▶ **EXTRAIT DU DOCUMENT**:

|---|

2.    Quels effets sur le milieu naturel ?


Dans son étude, GN analyse les effets du projet sur 6 éléments importants de l’environnement ( EIE), l’environnement atmosphérique, les eaux douces et leurs écosystèmes, les eaux souterraines, les eaux marines et côtières et leurs écosystèmes, les écosystèmes terrestres et l’environnement humain.

a.    L’environnement atmosphérique


Les critères de référence pour les rejets atmosphériques s’appuient sur l’Arrêté ministériel modifié du 20 juin 2002 relatif aux chaudières supérieures à 20MWth.
Selon GN, les valeurs réglementaires sont devenues plus restrictives en métropole depuis novembre 2004, cependant ces évolutions n’ont pas été traduites dans la réglementation calédonienne. Donc les rejets atmosphériques de GN en particulier ceux de la centrale au fioul lourd sont-ils conformes aux dernières normes en vigueur en métropole ?
Même si les émissions de composés acides SO2 – Nox – H2 SO4- HCI sont très inférieures, avec 5700 t/an, à ceux de Doniambo ( 20 796 t/an de SO2), elles s’additionnent et contribueront un peu plus à l’acidification des pluies et des sols.
En affichant son intention de remplacer éventuellement les procédés mis en œuvre par de meilleures technologies disponibles à un coût économiquement acceptable, GN ne prend pas de risque, étant seule à évaluer ce qui pour elle est économiquement acceptable.
Pour ce qui est du rejet de CO2, GN affirme ne contribuer avec 568 000 t/ an hors Prony Energie, qu’à 0,15% des émissions totales de CO2 pour l’Océanie, Australie et NZ inclus, ce qui est relativement faible par rapport à Doniambo, avec 1 957 888 t/ an. Il convient malgré tout d’ajouter les rejets de Prony Energie, indispensable au fonctionnement de GN, ce qui correspond à une quantité totale non négligeable.
Si on considère les rejets de CO2 comme une cause majeure d’acidification des océans et surtout de perturbations climatiques, avec les nuisances et les coûts qu’on commence à mesurer, ne serait-il pas normal, en vertu du principe « pollueur / payeur », que ces rejets fassent l’objet d’une compensation, même si on ne peut invoquer en NC le Protocole de Kyoto ? GN pourrait par exemple financer des chantiers de reboisement en compensation des quantités de CO2 dégagées. Ce principe vaut également pour les autres industries métallurgiques ou centrales thermiques existantes, comme Doniambo ou Népoui, ou en projet : Prony 2, la future centrale thermique de Doniambo et celle de Koniambo.

|---|

▶ **JEU DE DONNÉES**:
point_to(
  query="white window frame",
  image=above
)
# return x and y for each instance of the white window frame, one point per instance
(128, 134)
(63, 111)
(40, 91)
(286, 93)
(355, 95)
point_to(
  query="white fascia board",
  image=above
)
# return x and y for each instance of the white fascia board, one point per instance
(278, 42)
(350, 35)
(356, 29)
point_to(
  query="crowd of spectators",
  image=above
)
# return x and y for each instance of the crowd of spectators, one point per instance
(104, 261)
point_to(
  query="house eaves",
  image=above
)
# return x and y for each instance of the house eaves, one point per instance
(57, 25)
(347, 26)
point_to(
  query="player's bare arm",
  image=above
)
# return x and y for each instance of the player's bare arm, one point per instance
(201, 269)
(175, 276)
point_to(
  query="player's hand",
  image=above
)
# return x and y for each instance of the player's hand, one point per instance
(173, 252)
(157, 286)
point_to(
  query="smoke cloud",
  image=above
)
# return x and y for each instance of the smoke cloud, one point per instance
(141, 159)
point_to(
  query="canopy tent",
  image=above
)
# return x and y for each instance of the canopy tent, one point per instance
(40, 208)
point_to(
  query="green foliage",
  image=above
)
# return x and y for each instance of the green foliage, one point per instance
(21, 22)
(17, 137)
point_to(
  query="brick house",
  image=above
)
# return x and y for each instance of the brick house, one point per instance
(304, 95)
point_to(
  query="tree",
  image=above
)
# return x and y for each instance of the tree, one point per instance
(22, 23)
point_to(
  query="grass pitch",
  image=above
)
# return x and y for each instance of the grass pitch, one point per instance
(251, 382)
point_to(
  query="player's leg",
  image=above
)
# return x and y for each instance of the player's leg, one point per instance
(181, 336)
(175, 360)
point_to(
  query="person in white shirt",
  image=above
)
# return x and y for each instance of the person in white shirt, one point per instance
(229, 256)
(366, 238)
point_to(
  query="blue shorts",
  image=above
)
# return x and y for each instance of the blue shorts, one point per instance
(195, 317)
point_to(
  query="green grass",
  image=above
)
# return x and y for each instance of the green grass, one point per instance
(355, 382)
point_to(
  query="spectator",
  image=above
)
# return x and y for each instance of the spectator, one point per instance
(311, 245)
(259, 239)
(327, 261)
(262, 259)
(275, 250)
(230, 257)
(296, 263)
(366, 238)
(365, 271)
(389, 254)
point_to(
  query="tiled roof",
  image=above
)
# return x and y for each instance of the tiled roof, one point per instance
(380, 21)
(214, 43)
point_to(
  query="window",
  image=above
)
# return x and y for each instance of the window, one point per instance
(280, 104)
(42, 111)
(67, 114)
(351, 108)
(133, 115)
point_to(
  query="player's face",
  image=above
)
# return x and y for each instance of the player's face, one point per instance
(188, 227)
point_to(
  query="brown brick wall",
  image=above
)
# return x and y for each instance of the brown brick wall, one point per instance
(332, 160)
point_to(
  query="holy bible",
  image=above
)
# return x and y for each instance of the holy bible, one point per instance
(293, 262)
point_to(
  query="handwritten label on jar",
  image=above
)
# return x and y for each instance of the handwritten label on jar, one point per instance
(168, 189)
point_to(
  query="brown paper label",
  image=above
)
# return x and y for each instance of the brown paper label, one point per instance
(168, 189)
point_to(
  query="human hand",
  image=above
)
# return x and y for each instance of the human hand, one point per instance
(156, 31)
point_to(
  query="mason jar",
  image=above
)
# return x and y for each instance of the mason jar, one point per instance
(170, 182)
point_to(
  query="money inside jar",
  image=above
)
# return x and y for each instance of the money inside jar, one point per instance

|---|

▶ **À FAIRE**:
(A) D'après l'extrait du document, quelle quantité de CO2 GN rejette-t-elle par an hors Prony Energie ?
(B) Renvoyez tout l'extrait du document depuis « Même si les » jusqu'à « est économiquement acceptable. » inclus.
(C) Énumérez les éléments importants de l'environnement sur lesquels, selon l'extrait du document, GN analyse les effets du projet.

▶ **CORRIGÉS**:
(A) 568 000 t/an.

(B)
Même si les émissions de composés acides SO2 – Nox – H2 SO4- HCI sont très inférieures, avec 5700 t/an, à ceux de Doniambo ( 20 796 t/an de SO2), elles s’additionnent et contribueront un peu plus à l’acidification des pluies et des sols.
En affichant son intention de remplacer éventuellement les procédés mis en œuvre par de meilleures technologies disponibles à un coût économiquement acceptable, GN ne prend pas de risque, étant seule à évaluer ce qui pour elle est économiquement acceptable.

(C)
- L'environnement atmosphérique
- Les eaux douces et leurs écosystèmes
- Les eaux souterraines
- Les eaux marines et côtières et leurs écosystèmes
- Les écosystèmes terrestres
- L'environnement humain